## Passage
--- --- ---

Synthesis, characterization of a novel molecule containing imine group, investigation of its quantum chemical, molecular docking and ADME properties

Yilmaz Z. N. , DEDE B.

JOURNAL OF BIOMOLECULAR STRUCTURE & DYNAMICS, 2021 (Journal Indexed in SCI) identifier identifier identifier

  • Publication Type: Article / Article
  • Publication Date: 2021
  • Doi Number: 10.1080/07391102.2021.1993339
  • Keywords: Schiff base, density functional theory, molecular docking, ADME, drug-likeness, SCHIFF-BASES, VIBRATIONAL ABSORPTION, ANTIMICROBIAL ACTIVITY, COMPLEXES, ANTIBACTERIAL, CYTOTOXICITY


In this study, a novel Schiff base, 2-[(4-dimethylamino-benzylidene)-amino]-3-(4-hydroxy-phenyl)-propionic acid (DMAT) was synthesized as a result of the condensation reaction of N,N-dimethylamino benzaldehyde and L-tyrosine. The structure of the molecule obtained was characterized by H-1- and C-13-NMR, FTIR, UV-Vis spectroscopy and elemental analysis. Density functional theory (DFT) was used to calculate the optimized geometry, vibrational wavenumbers and electronic parameters at the B3LYP level using 6-311 G(d,p) basis set. In addition, H-1- and C-13-NMR, FTIR and UV-Vis data of the DMAT molecule were calculated with the same DFT/B3LYP/6-311G(d,p) trinity and the spectra obtained from these calculations were compared to the experimental data. The interactions of the DMAT molecule with vascular endothelial growth factor receptor-2 (VEGFR-2) and beta-ketoacyl synthase (KAS III) proteins were investigated by molecular docking studies. The results obtained were then compared with the molecular docking results of the selected drug active substances Regorafenib and Isoniazid molecules. The best interaction was between DMAT-VEGFR-2 with -8.30 and -1586.97 kcal/mol binding energy and full fitness score, respectively. In addition, ADME properties of the DMAT molecule were examined and some drug-likeness, physicochemical, lipophilicity and pharmacokinetic properties of this molecule were determined. The ADME and Lipinski parameters of the DMAT molecule exhibited good drug-likeness properties.

--- --- ---

## Work task
Name every kind of property of the DMAT molecule that the abstract reports was determined from its ADME examination.

## Dataset records
--- --- ---

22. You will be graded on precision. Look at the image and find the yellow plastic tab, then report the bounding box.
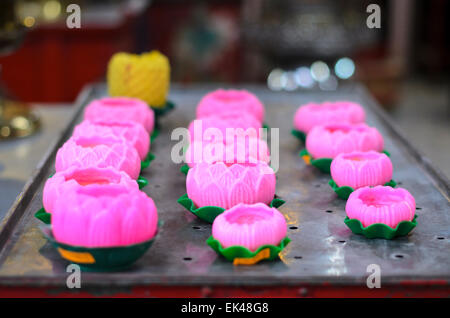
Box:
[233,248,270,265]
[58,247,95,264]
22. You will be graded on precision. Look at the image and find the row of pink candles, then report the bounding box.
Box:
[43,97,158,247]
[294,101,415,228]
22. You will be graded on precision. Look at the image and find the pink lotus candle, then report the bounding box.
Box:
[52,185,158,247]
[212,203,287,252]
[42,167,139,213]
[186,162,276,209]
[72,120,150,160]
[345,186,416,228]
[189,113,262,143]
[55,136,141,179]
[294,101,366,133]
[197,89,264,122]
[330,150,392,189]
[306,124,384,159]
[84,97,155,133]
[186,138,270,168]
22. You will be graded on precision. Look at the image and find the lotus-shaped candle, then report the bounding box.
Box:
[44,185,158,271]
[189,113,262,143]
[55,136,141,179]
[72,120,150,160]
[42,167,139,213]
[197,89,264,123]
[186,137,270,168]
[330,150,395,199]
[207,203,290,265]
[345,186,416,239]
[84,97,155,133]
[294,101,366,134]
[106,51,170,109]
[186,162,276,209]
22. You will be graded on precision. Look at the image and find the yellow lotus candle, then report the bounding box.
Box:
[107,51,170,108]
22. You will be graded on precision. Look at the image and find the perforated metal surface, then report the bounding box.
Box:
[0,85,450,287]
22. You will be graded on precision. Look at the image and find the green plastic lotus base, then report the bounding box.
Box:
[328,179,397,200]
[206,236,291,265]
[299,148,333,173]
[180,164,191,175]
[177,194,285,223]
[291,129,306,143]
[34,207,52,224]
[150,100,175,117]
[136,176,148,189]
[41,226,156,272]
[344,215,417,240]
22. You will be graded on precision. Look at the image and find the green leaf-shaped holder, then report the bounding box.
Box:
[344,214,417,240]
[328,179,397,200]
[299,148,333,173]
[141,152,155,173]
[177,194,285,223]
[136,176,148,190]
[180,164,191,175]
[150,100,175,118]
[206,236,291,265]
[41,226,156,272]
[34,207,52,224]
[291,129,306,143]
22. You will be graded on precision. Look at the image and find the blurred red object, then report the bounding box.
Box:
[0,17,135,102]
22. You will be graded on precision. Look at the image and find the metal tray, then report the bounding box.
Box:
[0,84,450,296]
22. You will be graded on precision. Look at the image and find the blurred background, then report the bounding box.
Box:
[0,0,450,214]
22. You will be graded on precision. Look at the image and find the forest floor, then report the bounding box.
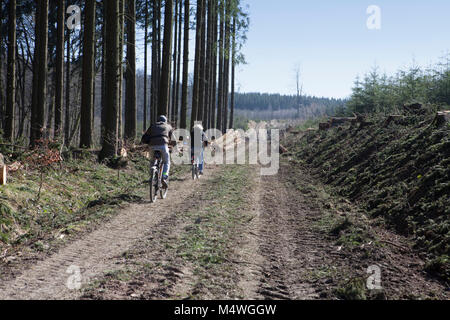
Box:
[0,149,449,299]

--- --- ---

## Your response
- Drug-likeness
- Physicochemical
- Lipophilicity
- Pharmacokinetic